▶ _Text segment_:
'''

I recently watched a documentary series on Channel NewsAsia, “Facing Death”. It talks about the challenges critically ill patients and their caregivers face.
I could very much relate to all the stories mentioned. I saw shadows of myself within the show.
However one thing struck me the most. A consultant from Dover hospice said in her interview they need to let patients know they can feel sad, they have a right to do that. We try so hard to fight for happiness everyday, but have we forgotten sadness belongs to the other side of the coin. Everyone is trying hard to construct the ideal world of “happiness”, but what does it really mean to be happy? In the ideal world, we were told to share happiness, never sadness because it will make us look weak. Often we hear people say “never be judgemental”, but unfortunately we all start forming images in our heads with every little bit of information. We size people up. Unfortunately, it will never be a complete picture because we will never know the complete picture. It’s not about looking beyond what is apparent, it’s about moving beyond the apparent. (On a side note, recent campaign by MCI is about not being judgemental. I personally think it’s a meaningful campaign, and I hope it achieve good results in reminding people to have more empathy. You can look at the series of videos on their Facebook and YouTube page ➡gov. sg)

'''

▶ _Data extracts_:
'''

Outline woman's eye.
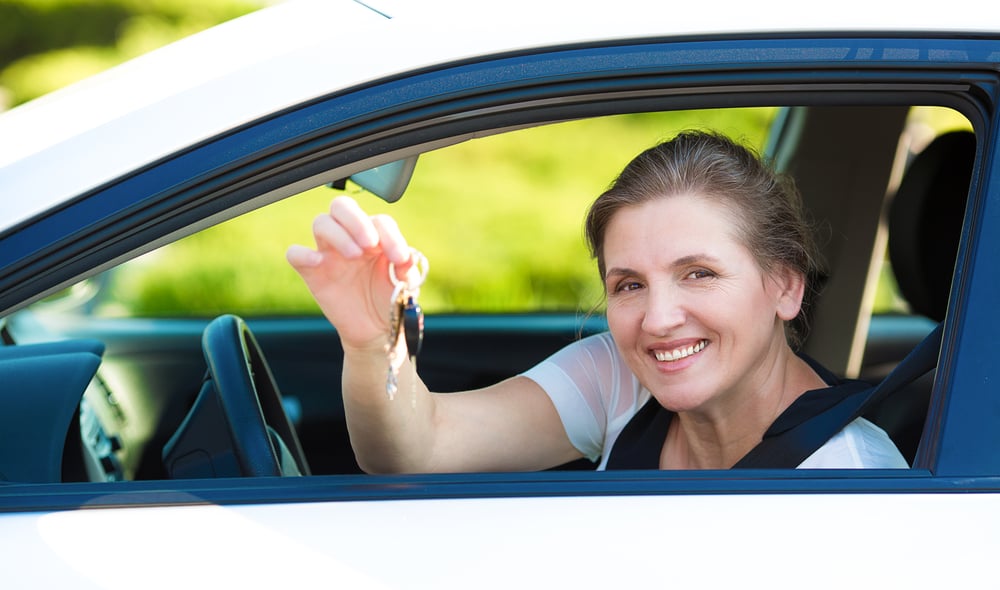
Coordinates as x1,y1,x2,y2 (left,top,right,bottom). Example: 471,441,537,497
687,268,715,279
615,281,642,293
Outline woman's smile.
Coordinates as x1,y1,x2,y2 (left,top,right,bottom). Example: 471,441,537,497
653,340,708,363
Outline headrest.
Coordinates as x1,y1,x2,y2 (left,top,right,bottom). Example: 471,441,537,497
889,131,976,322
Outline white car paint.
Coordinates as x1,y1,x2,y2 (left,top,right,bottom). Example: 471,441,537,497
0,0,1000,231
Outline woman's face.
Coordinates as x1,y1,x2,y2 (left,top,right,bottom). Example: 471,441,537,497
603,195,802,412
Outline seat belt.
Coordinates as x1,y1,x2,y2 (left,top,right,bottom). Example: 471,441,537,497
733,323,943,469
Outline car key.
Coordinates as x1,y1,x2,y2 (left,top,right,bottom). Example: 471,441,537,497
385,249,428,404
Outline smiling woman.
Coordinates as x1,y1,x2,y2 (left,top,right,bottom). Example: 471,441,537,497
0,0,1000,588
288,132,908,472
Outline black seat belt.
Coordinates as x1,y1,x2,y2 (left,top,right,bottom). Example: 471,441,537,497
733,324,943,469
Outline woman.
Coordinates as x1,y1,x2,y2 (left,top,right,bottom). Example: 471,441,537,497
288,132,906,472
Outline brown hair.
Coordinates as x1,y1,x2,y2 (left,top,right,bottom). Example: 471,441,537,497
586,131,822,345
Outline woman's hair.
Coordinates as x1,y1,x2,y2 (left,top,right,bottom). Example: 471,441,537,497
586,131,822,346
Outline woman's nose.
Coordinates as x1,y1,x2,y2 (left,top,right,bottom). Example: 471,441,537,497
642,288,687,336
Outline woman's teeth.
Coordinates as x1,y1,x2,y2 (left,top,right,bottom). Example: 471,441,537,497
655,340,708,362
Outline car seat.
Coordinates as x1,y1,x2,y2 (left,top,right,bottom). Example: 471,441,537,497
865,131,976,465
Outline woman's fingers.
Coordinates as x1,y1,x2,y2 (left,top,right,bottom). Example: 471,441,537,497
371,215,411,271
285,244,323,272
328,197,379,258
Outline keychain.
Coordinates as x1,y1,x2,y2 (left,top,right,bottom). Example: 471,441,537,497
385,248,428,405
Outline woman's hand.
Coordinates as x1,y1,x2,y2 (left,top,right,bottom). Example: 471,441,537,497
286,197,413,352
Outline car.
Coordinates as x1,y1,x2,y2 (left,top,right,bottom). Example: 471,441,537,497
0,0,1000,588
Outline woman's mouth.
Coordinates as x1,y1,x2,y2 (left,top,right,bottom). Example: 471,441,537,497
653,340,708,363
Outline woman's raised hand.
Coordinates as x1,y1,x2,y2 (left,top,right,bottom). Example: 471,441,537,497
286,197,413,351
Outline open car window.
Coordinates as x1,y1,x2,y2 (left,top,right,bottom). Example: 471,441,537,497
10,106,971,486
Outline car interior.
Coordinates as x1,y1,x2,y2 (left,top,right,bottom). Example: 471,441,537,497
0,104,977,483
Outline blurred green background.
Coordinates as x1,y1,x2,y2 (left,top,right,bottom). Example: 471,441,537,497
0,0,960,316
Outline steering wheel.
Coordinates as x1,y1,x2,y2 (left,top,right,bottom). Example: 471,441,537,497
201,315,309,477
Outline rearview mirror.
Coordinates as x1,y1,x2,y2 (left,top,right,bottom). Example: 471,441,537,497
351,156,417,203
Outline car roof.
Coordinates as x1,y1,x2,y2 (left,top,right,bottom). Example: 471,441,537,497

'''
'''

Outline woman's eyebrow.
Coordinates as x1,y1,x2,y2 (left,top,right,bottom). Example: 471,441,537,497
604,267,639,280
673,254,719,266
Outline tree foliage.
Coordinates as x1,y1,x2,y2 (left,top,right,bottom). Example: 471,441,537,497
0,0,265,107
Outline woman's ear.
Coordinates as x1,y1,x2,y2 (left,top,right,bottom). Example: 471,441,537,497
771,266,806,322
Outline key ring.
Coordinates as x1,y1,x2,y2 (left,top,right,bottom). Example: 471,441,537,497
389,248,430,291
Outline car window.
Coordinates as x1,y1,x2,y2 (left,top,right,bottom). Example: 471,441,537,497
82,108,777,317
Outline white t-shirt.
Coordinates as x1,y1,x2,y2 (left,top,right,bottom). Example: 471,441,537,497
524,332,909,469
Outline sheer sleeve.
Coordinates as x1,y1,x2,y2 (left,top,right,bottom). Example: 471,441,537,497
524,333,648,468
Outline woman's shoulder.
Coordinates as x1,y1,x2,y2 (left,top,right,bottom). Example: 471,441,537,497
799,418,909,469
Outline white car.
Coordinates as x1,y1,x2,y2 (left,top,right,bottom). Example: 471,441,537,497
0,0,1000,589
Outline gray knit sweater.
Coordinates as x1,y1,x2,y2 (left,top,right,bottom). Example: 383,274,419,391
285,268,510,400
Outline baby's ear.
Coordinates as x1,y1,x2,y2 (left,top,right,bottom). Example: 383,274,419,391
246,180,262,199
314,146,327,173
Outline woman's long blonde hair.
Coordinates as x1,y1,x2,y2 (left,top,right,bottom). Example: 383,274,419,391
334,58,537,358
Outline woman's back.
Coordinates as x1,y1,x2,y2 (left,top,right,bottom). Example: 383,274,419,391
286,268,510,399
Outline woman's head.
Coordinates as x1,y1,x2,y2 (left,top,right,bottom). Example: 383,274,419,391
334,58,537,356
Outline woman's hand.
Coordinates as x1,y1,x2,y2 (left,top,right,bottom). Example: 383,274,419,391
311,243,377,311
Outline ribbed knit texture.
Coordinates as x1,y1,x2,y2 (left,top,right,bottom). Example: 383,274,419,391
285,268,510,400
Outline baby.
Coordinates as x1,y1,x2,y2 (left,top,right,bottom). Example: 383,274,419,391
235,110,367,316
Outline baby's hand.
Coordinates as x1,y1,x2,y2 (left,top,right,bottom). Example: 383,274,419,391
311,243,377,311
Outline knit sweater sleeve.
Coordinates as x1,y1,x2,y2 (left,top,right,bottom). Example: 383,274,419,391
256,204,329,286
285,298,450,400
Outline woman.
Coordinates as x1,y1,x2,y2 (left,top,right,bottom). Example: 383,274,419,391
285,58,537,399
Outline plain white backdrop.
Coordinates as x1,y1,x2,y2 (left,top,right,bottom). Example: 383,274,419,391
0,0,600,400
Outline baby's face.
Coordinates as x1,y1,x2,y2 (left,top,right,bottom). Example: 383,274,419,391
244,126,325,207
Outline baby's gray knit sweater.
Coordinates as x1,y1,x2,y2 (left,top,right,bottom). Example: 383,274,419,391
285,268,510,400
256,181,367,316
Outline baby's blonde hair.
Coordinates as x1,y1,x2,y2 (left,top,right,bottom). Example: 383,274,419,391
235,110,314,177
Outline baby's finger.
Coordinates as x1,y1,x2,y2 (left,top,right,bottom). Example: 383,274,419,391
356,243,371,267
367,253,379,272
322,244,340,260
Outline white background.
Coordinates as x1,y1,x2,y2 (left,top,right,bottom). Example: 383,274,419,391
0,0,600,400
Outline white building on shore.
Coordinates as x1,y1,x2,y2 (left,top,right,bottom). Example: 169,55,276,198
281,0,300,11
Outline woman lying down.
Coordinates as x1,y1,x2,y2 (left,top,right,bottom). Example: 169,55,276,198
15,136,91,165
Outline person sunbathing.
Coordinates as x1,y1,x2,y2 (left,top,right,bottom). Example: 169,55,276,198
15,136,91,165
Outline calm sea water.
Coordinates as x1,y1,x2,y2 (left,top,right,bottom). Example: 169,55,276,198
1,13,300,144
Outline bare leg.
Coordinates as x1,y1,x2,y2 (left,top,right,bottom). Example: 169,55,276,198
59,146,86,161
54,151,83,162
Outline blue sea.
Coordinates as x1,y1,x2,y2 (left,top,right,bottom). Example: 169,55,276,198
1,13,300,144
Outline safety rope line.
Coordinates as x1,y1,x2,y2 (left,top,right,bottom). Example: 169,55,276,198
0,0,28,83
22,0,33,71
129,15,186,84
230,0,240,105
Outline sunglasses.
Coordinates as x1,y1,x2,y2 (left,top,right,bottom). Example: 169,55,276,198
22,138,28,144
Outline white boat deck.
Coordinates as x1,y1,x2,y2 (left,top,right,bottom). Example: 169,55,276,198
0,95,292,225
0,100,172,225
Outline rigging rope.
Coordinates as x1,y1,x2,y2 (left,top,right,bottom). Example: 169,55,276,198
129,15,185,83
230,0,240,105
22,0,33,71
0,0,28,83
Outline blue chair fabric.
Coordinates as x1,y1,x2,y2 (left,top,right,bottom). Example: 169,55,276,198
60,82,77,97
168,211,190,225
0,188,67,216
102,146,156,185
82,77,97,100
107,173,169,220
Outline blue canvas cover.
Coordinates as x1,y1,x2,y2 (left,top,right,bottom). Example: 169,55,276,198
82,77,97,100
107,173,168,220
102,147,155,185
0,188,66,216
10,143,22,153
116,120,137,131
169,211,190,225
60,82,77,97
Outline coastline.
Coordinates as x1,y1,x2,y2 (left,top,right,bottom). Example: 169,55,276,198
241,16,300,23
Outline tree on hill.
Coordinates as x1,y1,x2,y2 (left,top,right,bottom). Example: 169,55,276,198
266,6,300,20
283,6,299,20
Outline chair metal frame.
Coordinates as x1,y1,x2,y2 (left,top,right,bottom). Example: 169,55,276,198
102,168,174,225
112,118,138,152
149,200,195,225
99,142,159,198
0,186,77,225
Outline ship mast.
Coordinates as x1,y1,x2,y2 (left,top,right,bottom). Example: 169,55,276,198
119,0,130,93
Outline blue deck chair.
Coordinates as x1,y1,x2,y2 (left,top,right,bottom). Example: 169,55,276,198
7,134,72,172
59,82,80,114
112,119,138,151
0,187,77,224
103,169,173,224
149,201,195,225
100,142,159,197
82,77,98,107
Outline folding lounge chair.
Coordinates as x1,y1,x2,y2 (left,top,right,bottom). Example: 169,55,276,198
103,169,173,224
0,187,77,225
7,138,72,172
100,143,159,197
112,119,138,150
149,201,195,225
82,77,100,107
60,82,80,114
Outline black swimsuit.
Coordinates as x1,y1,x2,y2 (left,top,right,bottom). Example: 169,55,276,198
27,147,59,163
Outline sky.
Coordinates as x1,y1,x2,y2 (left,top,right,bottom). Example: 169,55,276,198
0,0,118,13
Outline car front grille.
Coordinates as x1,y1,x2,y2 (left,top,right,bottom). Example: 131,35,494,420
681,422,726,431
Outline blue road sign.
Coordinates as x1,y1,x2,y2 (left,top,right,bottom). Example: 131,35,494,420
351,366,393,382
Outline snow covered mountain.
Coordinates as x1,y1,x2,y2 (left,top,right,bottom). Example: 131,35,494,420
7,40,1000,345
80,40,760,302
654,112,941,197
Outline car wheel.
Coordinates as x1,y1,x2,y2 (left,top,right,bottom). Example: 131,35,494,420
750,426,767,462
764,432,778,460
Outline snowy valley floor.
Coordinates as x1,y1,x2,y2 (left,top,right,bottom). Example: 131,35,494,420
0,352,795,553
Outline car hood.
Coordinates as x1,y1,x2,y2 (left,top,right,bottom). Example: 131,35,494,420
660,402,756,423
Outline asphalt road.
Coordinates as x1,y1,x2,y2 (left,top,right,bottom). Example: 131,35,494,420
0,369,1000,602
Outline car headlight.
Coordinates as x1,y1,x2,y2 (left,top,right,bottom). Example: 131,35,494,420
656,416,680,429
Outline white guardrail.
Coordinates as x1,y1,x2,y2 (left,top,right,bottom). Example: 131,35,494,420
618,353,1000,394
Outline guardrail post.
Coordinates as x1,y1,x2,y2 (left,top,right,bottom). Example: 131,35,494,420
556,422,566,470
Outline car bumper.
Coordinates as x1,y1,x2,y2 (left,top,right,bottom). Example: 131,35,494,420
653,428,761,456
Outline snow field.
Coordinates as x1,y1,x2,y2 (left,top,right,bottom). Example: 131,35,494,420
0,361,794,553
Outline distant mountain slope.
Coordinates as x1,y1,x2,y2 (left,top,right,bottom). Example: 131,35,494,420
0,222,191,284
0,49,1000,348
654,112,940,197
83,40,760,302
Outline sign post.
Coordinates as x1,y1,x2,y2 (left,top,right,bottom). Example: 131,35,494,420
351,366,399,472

'''

▶ _To do_:
**a.** Which phrases in the post about the documentary series appear inside quotation marks? List each one.
**b.** Set down the part of the post about the documentary series between "I recently watched" and "their caregivers face.", inclusive, word for word.
**c.** Could you take the post about the documentary series further, picking up from where it stops?
None of the data is needed here.

▶ _Answers to the exercise_:
**a.**
- Facing Death
- happiness
- never be judgemental

**b.**
I recently watched a documentary series on Channel NewsAsia, “Facing Death”. It talks about the challenges critically ill patients and their caregivers face.

**c.**
We watched the movie “Inside out”. We talked about sadness, we admired him. But has it really changed our lives?
It is sad to think that we have to deliberately remind ourselves it is okay for one to feel sad. There is always a cycle to everything in life, and they go up and down. Nothing will stay up there forever. Did the pursuit of “a happy world” made us lose the sense of empathy?
The best way to connect with people is to show empathy. And empathy is shown by accepting and acknowledging people for who they are. It can be as simple as telling someone “it’s okay, you can be unhappy.”